■ **TASK TO COMPLETE**
Count the lines in the items below that contain the string "Output", matching case exactly. Reply with that number alone.

■ **PROVIDED ENTRIES**
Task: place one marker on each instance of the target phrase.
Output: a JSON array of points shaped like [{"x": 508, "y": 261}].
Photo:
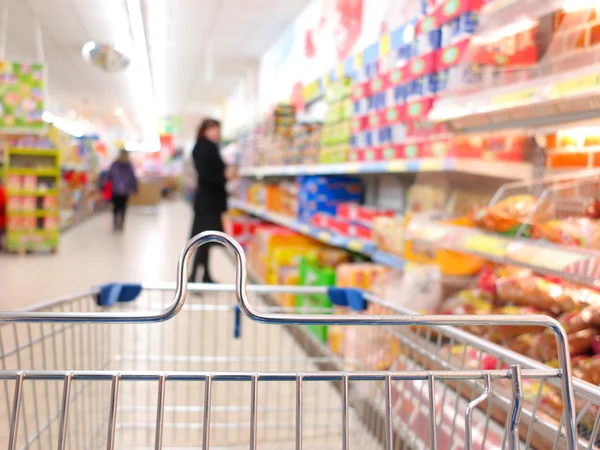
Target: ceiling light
[
  {"x": 132, "y": 146},
  {"x": 48, "y": 117},
  {"x": 87, "y": 49},
  {"x": 576, "y": 5},
  {"x": 146, "y": 99},
  {"x": 70, "y": 127}
]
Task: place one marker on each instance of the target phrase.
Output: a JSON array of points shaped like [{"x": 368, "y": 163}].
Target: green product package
[{"x": 311, "y": 274}]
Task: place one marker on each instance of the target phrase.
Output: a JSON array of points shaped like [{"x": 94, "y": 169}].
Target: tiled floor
[{"x": 91, "y": 254}]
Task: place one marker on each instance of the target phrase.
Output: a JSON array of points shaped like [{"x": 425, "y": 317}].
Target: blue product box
[
  {"x": 405, "y": 53},
  {"x": 442, "y": 79},
  {"x": 370, "y": 103},
  {"x": 459, "y": 27},
  {"x": 398, "y": 133},
  {"x": 360, "y": 140},
  {"x": 416, "y": 88},
  {"x": 400, "y": 94}
]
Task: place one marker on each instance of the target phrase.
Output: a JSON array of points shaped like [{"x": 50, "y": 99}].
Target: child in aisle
[
  {"x": 2, "y": 212},
  {"x": 123, "y": 182}
]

■ **REPLY**
5